**REQUIREMENT**: Please copy out, word for word, the lines starting with the one that contains "man in green" and going on through the one that contains "column 884, row 478", both included. Give those lines alone.

**SUPPLIED RECORDS**:
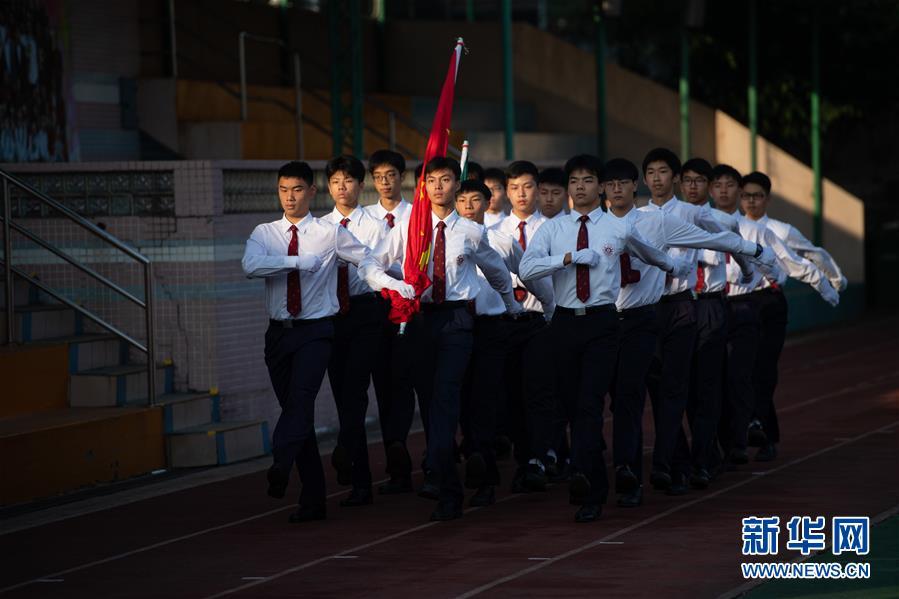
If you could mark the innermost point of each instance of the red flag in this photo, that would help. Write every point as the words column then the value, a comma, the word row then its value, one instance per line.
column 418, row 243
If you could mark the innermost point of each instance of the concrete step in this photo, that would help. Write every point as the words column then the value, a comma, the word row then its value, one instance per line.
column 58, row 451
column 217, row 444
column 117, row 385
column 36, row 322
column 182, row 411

==

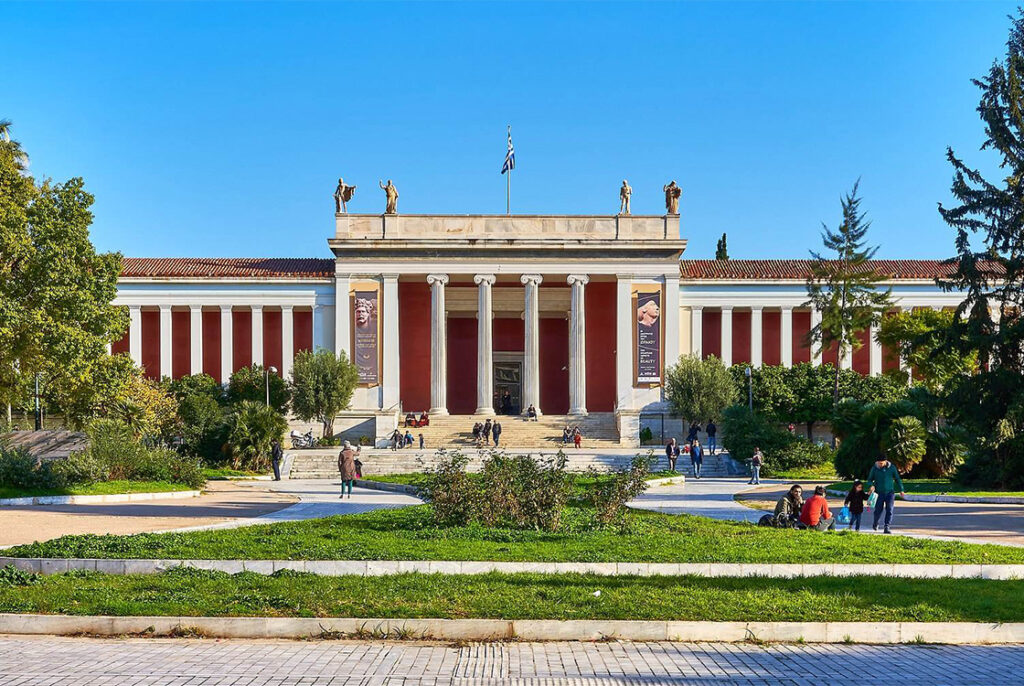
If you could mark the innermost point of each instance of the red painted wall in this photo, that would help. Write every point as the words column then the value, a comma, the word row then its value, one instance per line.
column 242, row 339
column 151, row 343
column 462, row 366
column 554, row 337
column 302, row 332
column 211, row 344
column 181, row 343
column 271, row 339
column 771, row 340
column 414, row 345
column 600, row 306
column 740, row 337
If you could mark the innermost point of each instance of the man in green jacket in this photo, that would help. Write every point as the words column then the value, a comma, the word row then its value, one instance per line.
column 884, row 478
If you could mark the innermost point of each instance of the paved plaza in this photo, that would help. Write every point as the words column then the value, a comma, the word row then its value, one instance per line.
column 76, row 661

**SOLUTION**:
If you could mark the innermost point of each instance of the man in green jacket in this photo, that would help. Write every point as the words column then the value, a comma, the word row then its value, one instance per line.
column 884, row 478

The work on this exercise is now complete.